+++ INPUT FOR THIS TASK +++

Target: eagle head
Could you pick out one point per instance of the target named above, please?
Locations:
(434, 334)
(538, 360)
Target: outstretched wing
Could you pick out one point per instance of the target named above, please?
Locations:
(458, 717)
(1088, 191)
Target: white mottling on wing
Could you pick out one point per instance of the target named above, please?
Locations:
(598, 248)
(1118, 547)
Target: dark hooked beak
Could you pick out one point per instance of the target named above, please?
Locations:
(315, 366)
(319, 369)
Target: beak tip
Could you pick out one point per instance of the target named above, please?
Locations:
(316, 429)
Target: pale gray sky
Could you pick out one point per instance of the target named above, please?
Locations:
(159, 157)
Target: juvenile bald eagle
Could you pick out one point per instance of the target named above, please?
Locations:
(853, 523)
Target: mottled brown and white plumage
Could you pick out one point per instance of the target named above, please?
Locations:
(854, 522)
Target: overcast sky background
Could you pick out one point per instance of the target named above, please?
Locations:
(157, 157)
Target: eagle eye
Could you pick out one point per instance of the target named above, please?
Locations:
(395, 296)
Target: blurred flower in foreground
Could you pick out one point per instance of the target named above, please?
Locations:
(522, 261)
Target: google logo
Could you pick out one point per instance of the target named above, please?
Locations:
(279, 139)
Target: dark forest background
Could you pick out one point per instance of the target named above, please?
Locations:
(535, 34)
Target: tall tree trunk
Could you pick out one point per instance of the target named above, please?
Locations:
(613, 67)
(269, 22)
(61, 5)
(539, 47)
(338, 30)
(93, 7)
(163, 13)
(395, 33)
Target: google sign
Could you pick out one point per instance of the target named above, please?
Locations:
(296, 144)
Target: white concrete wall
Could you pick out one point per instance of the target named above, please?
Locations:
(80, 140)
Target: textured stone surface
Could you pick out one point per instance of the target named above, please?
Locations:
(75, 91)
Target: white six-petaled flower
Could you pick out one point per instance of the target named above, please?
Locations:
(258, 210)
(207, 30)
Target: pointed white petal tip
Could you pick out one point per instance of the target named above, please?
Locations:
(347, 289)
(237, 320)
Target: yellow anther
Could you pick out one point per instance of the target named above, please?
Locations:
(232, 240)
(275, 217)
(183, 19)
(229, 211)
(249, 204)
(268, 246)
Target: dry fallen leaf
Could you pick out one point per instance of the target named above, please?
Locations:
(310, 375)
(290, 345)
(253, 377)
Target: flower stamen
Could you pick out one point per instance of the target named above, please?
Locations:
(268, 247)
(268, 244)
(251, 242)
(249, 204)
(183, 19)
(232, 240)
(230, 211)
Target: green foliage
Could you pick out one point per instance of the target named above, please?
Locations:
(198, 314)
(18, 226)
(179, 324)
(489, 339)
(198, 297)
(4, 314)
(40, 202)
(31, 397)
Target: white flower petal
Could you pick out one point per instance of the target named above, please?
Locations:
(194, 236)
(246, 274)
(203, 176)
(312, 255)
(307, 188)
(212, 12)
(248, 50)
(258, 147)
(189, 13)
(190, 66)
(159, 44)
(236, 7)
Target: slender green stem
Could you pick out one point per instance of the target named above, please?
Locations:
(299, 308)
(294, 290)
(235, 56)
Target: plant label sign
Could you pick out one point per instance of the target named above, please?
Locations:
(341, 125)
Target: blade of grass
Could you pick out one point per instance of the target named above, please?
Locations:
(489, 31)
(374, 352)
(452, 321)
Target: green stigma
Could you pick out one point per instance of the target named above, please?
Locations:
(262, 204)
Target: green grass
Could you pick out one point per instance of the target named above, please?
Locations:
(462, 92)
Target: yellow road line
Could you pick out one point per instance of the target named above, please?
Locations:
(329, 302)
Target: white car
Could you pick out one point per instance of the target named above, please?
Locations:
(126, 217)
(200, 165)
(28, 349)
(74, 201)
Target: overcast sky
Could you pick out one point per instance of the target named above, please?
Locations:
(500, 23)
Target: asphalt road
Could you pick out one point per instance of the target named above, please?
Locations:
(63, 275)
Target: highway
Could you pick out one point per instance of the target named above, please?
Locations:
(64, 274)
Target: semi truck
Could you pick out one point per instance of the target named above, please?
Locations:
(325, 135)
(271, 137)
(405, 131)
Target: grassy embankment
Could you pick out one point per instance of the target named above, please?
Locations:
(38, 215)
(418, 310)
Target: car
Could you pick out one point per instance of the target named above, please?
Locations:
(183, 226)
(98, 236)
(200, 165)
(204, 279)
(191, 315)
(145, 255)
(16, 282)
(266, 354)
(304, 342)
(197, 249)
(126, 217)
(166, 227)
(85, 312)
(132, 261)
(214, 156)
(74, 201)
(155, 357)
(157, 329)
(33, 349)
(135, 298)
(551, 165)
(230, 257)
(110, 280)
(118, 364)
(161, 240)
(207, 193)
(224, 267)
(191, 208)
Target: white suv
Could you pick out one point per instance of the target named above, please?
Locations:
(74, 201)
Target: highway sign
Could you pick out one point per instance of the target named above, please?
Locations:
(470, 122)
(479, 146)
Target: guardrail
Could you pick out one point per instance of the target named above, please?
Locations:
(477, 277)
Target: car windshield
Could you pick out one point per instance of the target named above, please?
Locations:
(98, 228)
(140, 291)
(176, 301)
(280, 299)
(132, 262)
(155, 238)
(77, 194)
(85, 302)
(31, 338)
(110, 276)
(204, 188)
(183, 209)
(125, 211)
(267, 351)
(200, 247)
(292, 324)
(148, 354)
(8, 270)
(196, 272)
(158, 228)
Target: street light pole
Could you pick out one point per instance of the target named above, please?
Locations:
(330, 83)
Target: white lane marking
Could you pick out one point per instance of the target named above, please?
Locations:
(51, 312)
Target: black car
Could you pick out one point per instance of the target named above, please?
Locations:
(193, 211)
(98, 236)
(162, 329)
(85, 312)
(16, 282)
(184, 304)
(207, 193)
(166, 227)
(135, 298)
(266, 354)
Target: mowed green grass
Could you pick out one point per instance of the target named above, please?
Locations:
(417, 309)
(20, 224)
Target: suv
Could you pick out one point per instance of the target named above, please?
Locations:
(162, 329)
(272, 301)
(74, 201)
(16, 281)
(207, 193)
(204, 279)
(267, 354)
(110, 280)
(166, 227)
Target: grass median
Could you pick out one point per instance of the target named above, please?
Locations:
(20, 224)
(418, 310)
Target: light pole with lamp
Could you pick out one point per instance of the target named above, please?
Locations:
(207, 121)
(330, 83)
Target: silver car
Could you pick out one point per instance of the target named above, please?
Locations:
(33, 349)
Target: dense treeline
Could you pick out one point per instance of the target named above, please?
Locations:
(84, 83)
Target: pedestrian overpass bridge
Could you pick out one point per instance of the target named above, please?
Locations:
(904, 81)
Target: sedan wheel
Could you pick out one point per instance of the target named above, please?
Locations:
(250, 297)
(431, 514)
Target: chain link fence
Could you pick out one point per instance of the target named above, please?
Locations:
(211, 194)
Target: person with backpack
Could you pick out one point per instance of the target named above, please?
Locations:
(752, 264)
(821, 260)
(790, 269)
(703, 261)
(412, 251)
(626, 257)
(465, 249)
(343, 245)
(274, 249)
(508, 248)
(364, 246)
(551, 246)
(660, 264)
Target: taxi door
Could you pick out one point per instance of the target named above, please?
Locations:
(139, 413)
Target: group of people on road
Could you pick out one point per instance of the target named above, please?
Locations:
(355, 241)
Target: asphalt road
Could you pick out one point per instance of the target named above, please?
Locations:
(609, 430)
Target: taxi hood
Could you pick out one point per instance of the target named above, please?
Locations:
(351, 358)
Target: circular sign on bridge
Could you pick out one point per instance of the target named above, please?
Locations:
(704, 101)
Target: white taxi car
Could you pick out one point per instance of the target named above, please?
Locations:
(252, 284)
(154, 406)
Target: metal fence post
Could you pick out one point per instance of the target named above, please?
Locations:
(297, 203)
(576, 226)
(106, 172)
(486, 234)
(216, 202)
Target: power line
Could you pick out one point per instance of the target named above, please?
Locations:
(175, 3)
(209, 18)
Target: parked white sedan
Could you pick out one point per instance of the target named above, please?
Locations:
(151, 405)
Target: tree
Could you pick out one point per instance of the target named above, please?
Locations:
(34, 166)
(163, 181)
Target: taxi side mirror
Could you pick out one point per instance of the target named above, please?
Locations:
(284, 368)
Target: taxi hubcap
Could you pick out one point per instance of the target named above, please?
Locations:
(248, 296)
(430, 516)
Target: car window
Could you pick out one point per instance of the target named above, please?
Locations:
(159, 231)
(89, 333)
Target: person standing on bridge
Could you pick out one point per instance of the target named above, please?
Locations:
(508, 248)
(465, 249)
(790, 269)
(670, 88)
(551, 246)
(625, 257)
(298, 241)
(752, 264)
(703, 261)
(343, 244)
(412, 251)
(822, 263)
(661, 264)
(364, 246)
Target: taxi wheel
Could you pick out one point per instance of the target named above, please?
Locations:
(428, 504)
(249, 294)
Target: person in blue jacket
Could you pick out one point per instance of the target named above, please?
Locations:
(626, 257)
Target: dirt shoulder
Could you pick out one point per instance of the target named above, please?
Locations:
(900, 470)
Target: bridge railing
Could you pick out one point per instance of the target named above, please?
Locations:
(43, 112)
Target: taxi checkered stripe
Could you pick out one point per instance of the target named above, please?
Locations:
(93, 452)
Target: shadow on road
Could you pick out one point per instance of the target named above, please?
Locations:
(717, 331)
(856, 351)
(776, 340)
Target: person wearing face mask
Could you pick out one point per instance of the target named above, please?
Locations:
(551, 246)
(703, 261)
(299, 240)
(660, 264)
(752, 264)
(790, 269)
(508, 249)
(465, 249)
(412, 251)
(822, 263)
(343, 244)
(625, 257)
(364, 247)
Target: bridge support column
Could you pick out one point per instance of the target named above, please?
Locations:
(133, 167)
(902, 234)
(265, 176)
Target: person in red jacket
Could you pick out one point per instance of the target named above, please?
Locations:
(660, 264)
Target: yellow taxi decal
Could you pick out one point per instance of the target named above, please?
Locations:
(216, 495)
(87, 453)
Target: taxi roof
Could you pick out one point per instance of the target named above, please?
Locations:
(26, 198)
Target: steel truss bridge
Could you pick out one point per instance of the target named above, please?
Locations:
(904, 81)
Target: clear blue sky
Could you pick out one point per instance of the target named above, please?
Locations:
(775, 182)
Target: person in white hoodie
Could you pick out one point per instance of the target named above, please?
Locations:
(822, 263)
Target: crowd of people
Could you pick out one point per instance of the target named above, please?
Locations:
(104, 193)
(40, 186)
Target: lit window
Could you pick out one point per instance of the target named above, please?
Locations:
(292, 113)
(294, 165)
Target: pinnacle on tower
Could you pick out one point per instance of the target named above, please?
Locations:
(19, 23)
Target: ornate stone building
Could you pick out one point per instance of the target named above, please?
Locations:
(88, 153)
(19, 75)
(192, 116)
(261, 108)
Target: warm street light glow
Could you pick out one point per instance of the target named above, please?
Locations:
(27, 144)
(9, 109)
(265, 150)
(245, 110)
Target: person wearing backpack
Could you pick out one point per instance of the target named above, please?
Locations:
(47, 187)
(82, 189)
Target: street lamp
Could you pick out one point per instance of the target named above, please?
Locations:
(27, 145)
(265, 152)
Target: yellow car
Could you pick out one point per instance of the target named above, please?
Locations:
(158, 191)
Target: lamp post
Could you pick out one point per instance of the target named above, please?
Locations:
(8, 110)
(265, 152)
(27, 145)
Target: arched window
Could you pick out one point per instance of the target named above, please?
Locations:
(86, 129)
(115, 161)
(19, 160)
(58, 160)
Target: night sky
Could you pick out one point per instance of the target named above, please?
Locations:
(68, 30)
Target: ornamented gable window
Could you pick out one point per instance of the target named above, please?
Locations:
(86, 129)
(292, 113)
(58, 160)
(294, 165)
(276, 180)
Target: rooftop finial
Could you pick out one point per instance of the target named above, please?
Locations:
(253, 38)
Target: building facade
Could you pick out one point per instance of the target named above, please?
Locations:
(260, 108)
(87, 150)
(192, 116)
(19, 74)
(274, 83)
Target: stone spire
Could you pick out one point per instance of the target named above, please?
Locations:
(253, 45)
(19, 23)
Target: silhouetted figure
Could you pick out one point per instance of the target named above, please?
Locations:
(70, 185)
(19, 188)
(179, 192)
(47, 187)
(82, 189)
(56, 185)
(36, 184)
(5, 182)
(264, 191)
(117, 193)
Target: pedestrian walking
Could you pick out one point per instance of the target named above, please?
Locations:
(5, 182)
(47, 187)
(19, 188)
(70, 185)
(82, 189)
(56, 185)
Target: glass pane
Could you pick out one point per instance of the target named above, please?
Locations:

+++

> _THE TASK_: Repeat exactly the lines from the one containing "Target: building facade" through the last line of the records above, both included, and nothing else.

> _RESULT OF THE TASK_:
Target: building facade
Could you pick out one point per instance of the target named above, please?
Locations:
(260, 108)
(87, 150)
(192, 116)
(19, 74)
(274, 83)
Target: stone spire
Could you pick out one point per instance of the target named above, please?
Locations:
(253, 45)
(19, 23)
Target: silhouetted figure
Could you pick out one point per instance of the target named above, please?
Locations:
(70, 185)
(19, 188)
(179, 192)
(47, 187)
(82, 189)
(56, 185)
(36, 184)
(5, 182)
(264, 191)
(117, 193)
Target: pedestrian walking
Could you pick out one point per instance of the target named above, please?
Locations:
(5, 182)
(47, 187)
(19, 188)
(70, 185)
(82, 189)
(56, 185)
Target: glass pane
Could you pick out one point per instance of the target named above, please?
Locations:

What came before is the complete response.